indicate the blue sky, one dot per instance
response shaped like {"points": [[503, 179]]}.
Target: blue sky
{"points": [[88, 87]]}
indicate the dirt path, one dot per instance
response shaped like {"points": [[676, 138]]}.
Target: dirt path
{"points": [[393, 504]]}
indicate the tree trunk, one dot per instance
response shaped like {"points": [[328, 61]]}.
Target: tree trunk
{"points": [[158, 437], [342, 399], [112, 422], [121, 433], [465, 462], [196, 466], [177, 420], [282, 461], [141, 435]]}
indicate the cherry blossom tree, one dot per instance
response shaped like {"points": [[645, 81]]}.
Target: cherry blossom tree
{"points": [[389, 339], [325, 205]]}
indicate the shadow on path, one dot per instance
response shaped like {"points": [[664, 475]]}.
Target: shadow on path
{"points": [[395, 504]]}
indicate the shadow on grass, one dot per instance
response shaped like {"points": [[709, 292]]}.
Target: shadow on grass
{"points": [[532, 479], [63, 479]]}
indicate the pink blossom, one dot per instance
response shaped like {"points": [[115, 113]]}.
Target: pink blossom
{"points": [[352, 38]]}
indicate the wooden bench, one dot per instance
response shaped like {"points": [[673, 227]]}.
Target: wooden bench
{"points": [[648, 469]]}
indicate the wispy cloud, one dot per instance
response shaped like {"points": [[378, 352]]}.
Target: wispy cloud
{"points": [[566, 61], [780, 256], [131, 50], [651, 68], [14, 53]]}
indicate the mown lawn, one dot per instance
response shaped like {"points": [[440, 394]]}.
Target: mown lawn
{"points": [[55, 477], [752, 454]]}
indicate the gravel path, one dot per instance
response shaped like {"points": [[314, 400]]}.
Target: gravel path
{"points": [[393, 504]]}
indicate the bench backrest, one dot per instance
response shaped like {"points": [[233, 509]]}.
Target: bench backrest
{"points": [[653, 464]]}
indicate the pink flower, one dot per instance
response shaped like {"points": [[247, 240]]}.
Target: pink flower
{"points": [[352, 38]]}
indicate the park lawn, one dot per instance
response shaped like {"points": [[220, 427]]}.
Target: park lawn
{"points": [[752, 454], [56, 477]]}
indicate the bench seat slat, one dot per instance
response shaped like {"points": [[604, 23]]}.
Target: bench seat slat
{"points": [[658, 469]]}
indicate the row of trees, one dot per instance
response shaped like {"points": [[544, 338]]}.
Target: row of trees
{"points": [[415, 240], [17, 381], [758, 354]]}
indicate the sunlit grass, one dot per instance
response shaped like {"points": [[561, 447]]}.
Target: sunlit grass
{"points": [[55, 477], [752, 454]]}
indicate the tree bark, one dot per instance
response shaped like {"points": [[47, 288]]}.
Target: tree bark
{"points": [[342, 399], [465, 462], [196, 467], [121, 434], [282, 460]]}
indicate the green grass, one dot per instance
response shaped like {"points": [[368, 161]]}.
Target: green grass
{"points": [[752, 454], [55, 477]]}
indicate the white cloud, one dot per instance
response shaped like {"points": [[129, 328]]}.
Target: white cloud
....................
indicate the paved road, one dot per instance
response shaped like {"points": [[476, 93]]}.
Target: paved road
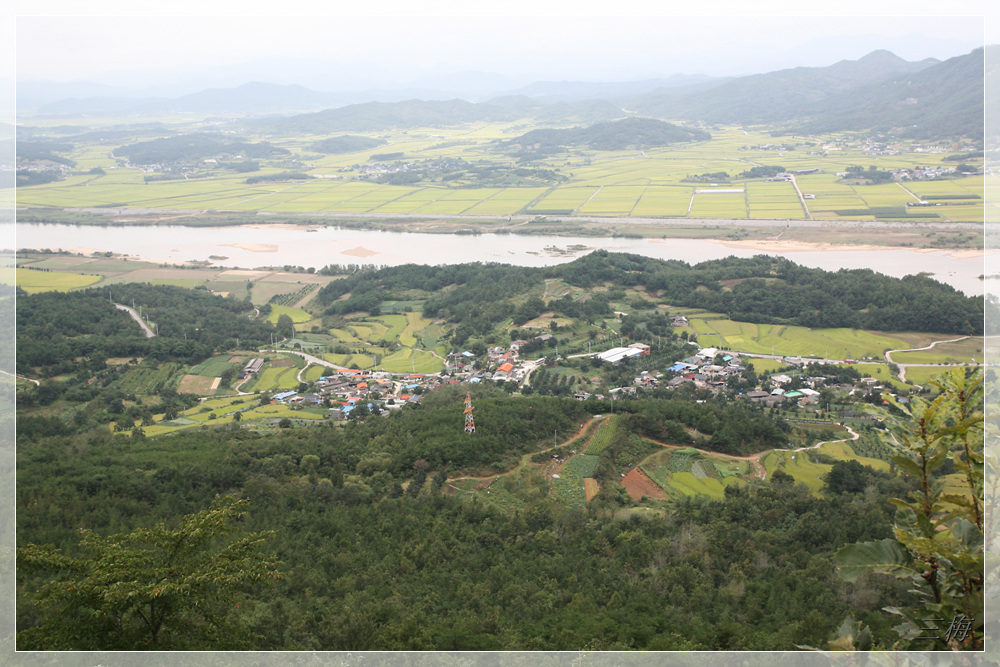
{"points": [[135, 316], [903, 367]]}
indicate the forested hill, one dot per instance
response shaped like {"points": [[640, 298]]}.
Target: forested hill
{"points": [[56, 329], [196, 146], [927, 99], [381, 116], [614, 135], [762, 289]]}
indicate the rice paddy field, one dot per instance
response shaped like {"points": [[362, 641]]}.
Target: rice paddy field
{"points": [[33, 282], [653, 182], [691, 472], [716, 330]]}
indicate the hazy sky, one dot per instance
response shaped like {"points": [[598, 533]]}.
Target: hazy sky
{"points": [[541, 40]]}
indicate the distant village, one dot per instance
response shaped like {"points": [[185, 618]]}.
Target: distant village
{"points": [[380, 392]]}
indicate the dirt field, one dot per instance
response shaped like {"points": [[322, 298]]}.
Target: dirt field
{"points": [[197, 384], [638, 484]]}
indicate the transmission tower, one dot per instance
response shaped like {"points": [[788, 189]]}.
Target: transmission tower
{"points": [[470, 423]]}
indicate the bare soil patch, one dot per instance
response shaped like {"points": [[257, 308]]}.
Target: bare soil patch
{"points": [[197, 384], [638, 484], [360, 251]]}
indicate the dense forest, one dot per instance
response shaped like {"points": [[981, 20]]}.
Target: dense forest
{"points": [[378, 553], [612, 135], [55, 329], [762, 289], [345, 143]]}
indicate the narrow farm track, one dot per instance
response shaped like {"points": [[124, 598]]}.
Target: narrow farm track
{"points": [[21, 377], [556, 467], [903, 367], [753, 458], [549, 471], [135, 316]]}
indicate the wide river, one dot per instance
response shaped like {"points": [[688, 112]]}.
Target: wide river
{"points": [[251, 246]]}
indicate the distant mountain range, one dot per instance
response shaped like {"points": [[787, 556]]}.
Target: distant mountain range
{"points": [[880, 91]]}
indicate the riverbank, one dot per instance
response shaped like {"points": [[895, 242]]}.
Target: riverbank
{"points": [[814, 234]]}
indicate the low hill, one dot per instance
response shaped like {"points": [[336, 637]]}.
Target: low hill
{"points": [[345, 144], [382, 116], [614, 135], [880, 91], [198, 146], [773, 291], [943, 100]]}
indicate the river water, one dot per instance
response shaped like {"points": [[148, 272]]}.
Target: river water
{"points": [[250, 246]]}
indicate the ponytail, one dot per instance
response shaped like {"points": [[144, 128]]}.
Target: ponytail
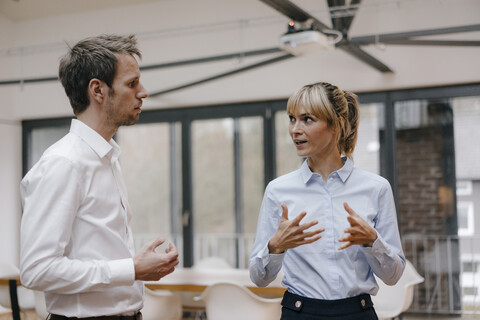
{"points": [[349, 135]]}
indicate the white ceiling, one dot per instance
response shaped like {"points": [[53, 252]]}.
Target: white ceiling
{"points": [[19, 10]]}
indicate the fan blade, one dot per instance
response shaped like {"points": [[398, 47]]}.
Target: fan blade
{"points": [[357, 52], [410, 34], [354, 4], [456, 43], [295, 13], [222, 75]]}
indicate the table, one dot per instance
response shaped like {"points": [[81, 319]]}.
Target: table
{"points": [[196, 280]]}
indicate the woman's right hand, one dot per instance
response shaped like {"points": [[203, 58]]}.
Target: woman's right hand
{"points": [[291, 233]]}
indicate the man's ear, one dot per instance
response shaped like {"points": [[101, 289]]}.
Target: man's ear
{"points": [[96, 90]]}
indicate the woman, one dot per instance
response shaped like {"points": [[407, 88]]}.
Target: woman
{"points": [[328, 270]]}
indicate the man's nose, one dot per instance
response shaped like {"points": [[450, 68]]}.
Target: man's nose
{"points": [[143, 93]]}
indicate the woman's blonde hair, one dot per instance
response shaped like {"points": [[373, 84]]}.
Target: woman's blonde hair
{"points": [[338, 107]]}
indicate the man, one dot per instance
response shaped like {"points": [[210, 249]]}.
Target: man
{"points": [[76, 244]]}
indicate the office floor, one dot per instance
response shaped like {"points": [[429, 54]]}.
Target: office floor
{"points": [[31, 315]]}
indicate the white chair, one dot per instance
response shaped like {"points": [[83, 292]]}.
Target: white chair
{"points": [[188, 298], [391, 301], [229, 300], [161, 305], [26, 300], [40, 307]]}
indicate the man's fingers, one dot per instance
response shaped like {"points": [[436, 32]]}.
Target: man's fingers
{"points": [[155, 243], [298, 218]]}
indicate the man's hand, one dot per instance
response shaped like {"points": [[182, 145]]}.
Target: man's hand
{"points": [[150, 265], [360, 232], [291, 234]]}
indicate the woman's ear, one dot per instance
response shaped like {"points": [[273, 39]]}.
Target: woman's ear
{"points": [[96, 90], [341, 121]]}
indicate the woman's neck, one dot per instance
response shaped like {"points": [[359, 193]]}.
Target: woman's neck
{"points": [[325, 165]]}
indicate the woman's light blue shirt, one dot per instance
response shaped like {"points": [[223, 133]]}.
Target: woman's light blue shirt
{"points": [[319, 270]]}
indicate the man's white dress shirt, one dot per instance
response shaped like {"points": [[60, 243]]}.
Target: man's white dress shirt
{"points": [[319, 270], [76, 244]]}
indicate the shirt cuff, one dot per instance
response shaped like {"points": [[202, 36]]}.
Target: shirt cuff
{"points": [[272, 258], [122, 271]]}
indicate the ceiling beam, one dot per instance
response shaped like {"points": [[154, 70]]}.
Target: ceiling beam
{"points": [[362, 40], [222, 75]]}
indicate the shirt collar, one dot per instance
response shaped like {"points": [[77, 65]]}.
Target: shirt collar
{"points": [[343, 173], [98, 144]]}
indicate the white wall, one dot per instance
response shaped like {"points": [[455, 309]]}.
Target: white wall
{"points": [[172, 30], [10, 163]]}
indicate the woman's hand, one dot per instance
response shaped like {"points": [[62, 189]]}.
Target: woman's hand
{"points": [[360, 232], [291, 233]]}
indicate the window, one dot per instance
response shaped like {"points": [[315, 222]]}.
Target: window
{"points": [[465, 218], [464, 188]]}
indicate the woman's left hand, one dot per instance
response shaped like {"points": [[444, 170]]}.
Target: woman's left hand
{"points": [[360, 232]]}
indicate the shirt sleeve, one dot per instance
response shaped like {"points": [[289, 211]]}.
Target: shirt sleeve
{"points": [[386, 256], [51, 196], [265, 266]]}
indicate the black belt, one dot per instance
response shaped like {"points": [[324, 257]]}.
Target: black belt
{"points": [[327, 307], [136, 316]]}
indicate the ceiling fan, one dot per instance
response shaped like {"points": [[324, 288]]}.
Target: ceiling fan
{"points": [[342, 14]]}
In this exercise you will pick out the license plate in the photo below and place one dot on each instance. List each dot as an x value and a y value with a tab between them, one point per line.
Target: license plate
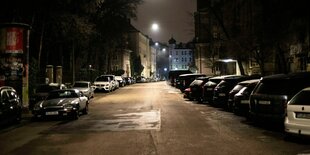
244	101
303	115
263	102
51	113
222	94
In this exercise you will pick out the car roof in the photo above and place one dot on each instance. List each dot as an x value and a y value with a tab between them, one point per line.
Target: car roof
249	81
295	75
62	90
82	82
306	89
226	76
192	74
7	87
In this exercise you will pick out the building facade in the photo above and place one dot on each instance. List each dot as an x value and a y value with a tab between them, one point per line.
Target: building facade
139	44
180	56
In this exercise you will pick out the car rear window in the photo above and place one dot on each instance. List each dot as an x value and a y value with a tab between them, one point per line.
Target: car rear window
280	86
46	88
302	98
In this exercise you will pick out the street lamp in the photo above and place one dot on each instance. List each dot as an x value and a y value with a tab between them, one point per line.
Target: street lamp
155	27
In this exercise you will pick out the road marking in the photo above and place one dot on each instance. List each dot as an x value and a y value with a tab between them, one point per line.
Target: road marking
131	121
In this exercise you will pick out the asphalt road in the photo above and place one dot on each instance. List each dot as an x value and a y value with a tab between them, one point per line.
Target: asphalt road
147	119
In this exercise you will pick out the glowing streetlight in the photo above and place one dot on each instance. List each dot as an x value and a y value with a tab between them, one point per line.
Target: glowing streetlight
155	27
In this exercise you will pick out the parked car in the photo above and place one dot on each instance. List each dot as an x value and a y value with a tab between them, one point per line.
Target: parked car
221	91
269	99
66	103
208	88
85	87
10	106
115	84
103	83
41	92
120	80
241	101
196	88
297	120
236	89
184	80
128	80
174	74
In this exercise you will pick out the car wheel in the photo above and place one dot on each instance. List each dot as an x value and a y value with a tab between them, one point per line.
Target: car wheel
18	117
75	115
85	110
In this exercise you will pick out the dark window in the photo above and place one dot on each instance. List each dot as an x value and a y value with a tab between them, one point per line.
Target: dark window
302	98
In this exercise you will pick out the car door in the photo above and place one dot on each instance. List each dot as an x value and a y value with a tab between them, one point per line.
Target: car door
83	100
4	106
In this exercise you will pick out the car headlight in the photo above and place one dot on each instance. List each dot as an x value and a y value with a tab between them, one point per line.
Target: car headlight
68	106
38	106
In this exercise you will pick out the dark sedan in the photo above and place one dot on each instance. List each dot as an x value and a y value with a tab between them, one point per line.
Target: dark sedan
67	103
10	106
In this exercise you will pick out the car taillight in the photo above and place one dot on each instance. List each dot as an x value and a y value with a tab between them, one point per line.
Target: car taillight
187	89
....................
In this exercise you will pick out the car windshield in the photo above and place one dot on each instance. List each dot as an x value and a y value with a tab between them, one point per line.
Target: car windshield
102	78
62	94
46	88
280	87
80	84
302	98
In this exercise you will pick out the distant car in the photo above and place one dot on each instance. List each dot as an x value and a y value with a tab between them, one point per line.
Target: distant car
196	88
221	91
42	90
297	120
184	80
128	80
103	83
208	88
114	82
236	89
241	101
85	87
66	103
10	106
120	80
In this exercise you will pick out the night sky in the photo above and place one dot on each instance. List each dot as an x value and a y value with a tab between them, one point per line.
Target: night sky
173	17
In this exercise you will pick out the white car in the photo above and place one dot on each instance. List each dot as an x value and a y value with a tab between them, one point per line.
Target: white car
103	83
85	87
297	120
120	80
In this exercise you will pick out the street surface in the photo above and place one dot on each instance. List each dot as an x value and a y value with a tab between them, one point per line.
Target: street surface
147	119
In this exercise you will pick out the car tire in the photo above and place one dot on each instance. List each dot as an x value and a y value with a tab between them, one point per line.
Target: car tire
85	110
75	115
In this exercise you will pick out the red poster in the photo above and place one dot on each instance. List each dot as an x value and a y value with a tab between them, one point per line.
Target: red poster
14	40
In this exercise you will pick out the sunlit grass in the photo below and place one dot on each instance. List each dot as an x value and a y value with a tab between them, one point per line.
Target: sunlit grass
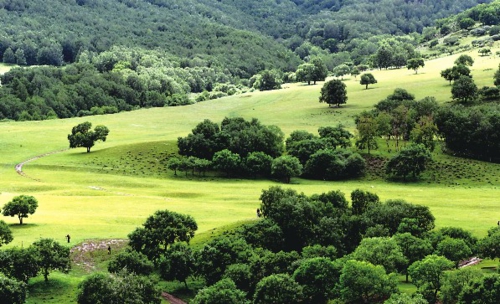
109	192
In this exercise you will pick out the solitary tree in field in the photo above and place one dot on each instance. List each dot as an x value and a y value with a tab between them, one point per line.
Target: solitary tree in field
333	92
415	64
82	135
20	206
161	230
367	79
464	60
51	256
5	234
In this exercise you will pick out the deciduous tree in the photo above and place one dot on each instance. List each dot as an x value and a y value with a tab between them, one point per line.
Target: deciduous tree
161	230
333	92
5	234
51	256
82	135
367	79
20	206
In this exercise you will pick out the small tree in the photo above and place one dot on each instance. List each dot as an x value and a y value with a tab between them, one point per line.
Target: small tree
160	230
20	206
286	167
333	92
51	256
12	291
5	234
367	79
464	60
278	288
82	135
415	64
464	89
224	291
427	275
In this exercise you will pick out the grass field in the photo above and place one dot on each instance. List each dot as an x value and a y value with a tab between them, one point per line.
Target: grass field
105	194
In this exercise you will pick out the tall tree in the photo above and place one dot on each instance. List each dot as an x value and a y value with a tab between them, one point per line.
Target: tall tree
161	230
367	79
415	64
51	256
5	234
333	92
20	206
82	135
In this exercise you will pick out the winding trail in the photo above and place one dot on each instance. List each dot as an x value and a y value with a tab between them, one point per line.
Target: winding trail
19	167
....................
> **What to work on**
Copy word for word the stretch of entries above from the line that has "indicate the office" through the line that has "indicate the man's fingers, one", both ends included, and nothing outside it.

> **Solution for this problem**
indicate the office floor, one dot per instance
response shaped like {"points": [[429, 54]]}.
Target: office floor
{"points": [[31, 315]]}
indicate the white chair, one dot per instance
response shaped like {"points": [[83, 292]]}.
Target: white chair
{"points": [[188, 298], [391, 301], [229, 300], [161, 305], [26, 300], [40, 307]]}
indicate the man's fingers, one dot per instance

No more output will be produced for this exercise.